#### CONSIGNES:
1: Réponds à ces questions à l’aide de la critique du spectacle Festival :
(a) Sur quelle musique le spectacle se déroule-t-il ?
(b) Qui joue la petite fille ?
(c) D’où sortent les créatures ?
2: D’après la critique du spectacle Festival, ces phrases sont-elles justes ? Réponds par oui ou non et cite les mots du texte qui le montrent.
(a) Dans la première partie, la famille parle beaucoup.
(b) La mère de famille nettoie une fenêtre invisible.
(c) Quand la petite fille récite son poème, elle s’adresse au public.

#### TEXTE SOURCE:
Première création du trio formé par Claire Dessimoz, Clara Delorme et Louis Bonard, Festival expose, au son de la Première symphonie de Mahler, le quotidien banal d’une famille banale dans lequel s’invitent des créatures aux longs doigts et aux nombreux yeux qui, par accident, détruisent le quatrième mur. La scène de la Grange devient le décor d’une maison qui redevient une scène. Se dégage de ce spectacle hybride une bonne humeur contagieuse.
Mais que font ces étranges créatures, à mi-chemin entre des acariens géants et des extra-terrestres dans cette maison tellement normale pendant une nuit de Noël ? Elles contrastent de manière frappante avec la petite famille que nous avons pu voir évoluer pendant la première moitié du spectacle. Pour ces créatures, tout est objet de curiosité. Ces corps explorent la maison qui semble sortie d’un rayon de chez Ikea, touchent le canapé comme si c’était la première fois qu’elles étaient confrontées à un objet de ce genre. Ce lieu rempli d’objets que nous connaissons est pour elles un terrain de jeu nouveau.
Jusqu’alors, cette maison n’était qu’un lieu du quotidien. Une fois rentré du travail, le père de famille campé par Louis Bonard se sert un café, l’air de rien, puis se dirige vers les toilettes dont il oublie de fermer la porte. Son épouse (Claire Dessimoz) la referme en passant, l’air amusé et sans surprise. On l’imagine sans peine lui dire « Tu as encore oublié ! ». On l’imagine car cette première partie baigne dans une musique presque omniprésente traduisant la bonne humeur et le bonheur qui flottent dans cette maison, tandis que les membres de la famille se déplacent et jouent en pantomime, sans presque proférer aucune parole. Ce quotidien banal a cependant quelque chose d’étrange, car ce bonheur ambiant rentre parfois en contraste avec La Première Symphonie de Gustav Mahler, étonnamment grandiloquente. Il semble surjoué. Les gestes d’affection sont trop grands, exagérés. La mère de famille remet en place une veste sur le porte-manteau avec un peu trop d’enthousiasme ; la petite fille (Clara Delorme) s’amuse un peu trop d’un rien ; les rires silencieux sont accompagnés par des mouvements qui traduisent une trop grande hilarité.
Les trois personnages évoluent dans ce salon, cette salle à manger, cette cuisine comme dans une maison de poupée. On en voit trois des murs et le quatrième, bien qu’invisible, existe aussi, comme en témoigne le moment où la mère de famille y nettoie au chiffon une fenêtre elle aussi invisible. La famille est complètement coupée de nous. Lorsque, lors du réveillon de Noël, la petite fille se lève pour interpréter le Poème sur la septième, elle s’adresse uniquement à ses parents qui la regardent, amusés. Les spectateurs sont placés dans une position de voyeurs.
Ils observent de la même façon, dans un premier temps, les créatures qui sortent doucement de l’armoire, du frigo et de derrière le canapé une fois la nuit du réveillon tombée. Lorsque, par accident, elles se rendent compte qu’elles peuvent changer la musique qui émane de la radio, elles se lancent, dans un numéro de danse qui se renouvelle chaque fois qu’elles changent de chaîne. Elles jouent pour elles et entre elles, accompagnées par les lumières du spectacle qui changent pour les accompagner.

#### EXTRAITS DES LIGNES:

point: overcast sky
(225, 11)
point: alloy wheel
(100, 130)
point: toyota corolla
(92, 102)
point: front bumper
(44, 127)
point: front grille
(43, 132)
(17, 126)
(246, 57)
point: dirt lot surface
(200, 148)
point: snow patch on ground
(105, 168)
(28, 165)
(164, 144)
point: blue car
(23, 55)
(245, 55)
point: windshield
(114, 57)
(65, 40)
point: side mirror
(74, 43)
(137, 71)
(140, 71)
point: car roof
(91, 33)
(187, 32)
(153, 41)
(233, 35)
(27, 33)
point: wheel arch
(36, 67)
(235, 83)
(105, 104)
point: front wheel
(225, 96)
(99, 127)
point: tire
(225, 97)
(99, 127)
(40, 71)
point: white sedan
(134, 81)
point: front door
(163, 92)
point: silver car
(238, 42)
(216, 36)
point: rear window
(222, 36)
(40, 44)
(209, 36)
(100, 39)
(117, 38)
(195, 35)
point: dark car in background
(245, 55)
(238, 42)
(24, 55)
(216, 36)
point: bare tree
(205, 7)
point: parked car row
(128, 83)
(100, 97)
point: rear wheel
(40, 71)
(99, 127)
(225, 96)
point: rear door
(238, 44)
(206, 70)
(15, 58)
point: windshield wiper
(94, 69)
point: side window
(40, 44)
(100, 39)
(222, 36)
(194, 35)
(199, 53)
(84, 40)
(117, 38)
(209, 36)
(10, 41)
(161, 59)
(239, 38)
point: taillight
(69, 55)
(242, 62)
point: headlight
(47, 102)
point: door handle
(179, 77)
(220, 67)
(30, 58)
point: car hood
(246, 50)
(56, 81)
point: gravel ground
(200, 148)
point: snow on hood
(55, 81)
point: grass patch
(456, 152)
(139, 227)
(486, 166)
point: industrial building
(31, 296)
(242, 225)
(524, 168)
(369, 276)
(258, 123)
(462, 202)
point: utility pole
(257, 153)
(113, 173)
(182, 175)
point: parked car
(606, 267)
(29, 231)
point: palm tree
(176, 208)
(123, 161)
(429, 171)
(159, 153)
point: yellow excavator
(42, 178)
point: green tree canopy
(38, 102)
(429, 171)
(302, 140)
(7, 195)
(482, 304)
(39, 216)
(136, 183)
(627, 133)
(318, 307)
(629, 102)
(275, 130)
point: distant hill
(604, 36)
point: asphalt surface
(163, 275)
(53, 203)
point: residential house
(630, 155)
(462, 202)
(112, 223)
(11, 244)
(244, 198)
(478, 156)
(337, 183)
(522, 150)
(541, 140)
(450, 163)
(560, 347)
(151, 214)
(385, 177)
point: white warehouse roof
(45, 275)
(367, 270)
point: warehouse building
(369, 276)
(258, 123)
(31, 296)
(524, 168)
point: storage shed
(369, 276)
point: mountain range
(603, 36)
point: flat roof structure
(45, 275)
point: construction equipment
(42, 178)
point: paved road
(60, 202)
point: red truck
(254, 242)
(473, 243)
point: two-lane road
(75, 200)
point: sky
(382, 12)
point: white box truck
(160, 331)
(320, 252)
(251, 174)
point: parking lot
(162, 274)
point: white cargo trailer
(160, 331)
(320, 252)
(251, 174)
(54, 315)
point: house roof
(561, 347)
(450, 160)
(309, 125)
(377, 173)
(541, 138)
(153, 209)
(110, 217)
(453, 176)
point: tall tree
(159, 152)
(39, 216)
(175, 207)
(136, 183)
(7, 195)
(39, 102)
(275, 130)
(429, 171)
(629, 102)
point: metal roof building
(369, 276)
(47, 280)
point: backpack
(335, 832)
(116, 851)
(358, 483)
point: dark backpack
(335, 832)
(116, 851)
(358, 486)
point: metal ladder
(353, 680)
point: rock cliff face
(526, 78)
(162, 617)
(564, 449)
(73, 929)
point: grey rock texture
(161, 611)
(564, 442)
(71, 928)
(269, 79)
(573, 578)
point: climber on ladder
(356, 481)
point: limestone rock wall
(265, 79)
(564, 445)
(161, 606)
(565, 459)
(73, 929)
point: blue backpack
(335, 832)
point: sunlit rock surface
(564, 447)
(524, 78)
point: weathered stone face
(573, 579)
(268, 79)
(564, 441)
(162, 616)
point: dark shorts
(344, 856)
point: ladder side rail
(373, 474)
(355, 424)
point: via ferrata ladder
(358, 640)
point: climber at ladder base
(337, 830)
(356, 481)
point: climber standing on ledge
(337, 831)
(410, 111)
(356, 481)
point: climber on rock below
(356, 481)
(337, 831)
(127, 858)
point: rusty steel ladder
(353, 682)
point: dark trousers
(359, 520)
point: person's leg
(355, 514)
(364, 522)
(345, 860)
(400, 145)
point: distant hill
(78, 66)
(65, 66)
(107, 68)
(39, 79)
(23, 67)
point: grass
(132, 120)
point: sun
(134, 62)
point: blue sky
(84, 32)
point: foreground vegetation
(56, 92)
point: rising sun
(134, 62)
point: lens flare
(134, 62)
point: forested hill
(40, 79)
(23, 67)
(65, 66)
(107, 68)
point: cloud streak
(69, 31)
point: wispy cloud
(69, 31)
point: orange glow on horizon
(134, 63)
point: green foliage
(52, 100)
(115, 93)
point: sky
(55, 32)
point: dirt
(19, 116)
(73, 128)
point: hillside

#### RÉPONSES:
1:
(a) Sur la Première symphonie de Mahler.
(b) Clara Delorme.
(c) De l’armoire, du frigo et de derrière le canapé.

2:
(a) Non : « sans presque proférer aucune parole ».
(b) Oui : « la mère de famille y nettoie au chiffon une fenêtre elle aussi invisible ».
(c) Non : « elle s’adresse uniquement à ses parents qui la regardent, amusés ».